PROBLEMS AND TASKS:
- a) Using the court ruling on the road collision, decide whether each statement agrees with it. For each, answer yes or no and quote the words of the ruling that settle it.
(i) The court accepts that the Plaintiff and Mr. Wara were in front of the first vehicle when the collision occurred.
(ii) The Defendant pleaded the doctrine of res ipsa loquitur.
(iii) The court holds that the burden of showing how the accident caused the Plaintiff's injuries lay with the Plaintiff.
- b) Carry on with the court ruling on the road collision, starting after its final sentence.
─── EXTRACTED TEXT
I do not accept the Plaintiff’s claim that he and Mr. Wara were in front of the first vehicle when the collision occurred. This is because, if indeed they were in front of their own vehicle, that vehicle could have protected them from being injured. There is no evidence of how it was possible for the Corolla to by pass their vehicle and cause injuries to them. There is no evidence of their vehicle being smashed into pieces or something like that, before the Corolla could reach them. Further, there is no evidence of the first vehicle being damaged and how that could in turn have led to he and his cousin’s injuries and the eventual death of his cousin.


I find either of two possibilities was the case. Firstly, the Plaintiff and his cousin were pushing their vehicle from the back of their vehicle, which exposed them to the risk of being hit, by an other vehicle and that is what happened. Or secondly, they were in the process of abandoning their vehicle when it was unsafe to do so and were hit by the Corolla. The onus was on the Plaintiff to show exactly how the accident led to his injuries but he failed to do so. I call on the assistance of the doctrine of res ipsa loquitur or let the thing (accident) speak for itself to help determined how the plaintiff could have sustained his injuries. In so doing, I note the Defendant has pleaded that doctrine and the doctrine has been applied in a number of cases already, when there was no clear and direct evidence of what could have really happened in the context of motor vehicle accidents. See for example Porter v. Morrison-Knudsen International Co. Inc. & Anor [1973] PNGLR 240 and Bepiwan Ambon v. MVIT N1116.
──────
─── DATA TO EXAMINE
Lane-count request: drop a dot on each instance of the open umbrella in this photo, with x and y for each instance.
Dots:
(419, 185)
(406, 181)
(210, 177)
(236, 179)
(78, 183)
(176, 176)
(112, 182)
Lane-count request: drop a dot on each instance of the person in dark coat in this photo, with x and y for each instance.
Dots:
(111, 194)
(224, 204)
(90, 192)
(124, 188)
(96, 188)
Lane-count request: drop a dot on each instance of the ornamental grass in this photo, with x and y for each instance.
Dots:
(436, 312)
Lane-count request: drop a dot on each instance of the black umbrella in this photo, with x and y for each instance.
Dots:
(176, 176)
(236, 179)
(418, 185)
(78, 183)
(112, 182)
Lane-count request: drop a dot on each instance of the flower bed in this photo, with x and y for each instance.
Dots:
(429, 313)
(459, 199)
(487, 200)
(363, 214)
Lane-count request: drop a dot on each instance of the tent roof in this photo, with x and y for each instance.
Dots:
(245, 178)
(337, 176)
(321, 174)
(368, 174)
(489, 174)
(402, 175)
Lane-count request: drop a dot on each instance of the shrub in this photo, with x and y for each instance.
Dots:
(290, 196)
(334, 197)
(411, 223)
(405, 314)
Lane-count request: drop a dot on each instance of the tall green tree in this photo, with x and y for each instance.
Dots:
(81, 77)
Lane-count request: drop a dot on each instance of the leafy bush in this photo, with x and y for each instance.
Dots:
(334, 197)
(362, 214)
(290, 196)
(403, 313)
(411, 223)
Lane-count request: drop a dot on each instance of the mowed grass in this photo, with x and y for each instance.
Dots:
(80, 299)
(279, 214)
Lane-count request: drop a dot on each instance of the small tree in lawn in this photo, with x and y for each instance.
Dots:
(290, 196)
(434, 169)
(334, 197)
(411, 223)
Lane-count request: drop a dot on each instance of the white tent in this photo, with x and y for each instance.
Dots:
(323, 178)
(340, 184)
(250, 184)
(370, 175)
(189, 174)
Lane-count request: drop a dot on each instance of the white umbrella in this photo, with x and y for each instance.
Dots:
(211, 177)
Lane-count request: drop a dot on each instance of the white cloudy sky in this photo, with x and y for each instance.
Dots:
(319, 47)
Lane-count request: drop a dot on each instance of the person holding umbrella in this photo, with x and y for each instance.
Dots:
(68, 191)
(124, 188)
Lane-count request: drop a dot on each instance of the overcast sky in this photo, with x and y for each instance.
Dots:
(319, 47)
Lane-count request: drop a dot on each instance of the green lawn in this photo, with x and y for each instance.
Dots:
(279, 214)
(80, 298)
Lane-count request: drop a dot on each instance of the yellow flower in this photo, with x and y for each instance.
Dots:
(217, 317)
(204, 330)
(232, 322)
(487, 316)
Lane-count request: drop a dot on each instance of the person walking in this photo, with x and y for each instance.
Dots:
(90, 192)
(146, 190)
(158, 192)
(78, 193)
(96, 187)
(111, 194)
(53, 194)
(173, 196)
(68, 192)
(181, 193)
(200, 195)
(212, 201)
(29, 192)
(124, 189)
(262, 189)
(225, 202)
──────
OUTPUTS BY TASK:
- a)
(i) No: "I do not accept the Plaintiff’s claim that he and Mr. Wara were in front of the first vehicle when the collision occurred."
(ii) Yes: "I note the Defendant has pleaded that doctrine"
(iii) Yes: "The onus was on the Plaintiff to show exactly how the accident led to his injuries but he failed to do so."

- b)
Going by the above doctrine, I find that the Plaintiff either placed himself in the way of an on coming motor vehicle or positioned himself at a point that was unsafe for him to do so. I therefore, find that he failed to exercise reasonable care and attention for his own safety. He was thus partly responsible for his own injuries. I find that, if the plaintiff exercised reasonable care and attention for his own safety, he would not have sustained his injuries. He could have, for example, run away very quickly in a save direction from the way of the on coming traffic, or give a fore warning of some sort to other users of the road of the presence of their vehicle. They could have even waved the Corolla away from their vehicle. Further, they could have taken steps to clear other traffic first before trying to push their vehicle to the side. There is no evidence of any or all of these steps being taken. I find the plaintiff’s conduct was equally blameworthy as that of Martin Vele in the particular circumstances of this case. It is therefore, only fair and reasonable, to also find that the plaintiff contributed to his injuries by his own negligence up to about 50% because if he took all or any of these or other steps, he could have avoid the injuries.


Damages


The plaintiff is an adult male aged about 33 years (32 years at the time of filing of the Writ). I was employed by Securimax for 2 years prior to the accident and did not continue with that employment after the accident. There is no pleading and evidence to support his claim in his submissions that he is married and was supporting his family from the income he received from his employment with Securimax. I therefore reject that part of his submissions.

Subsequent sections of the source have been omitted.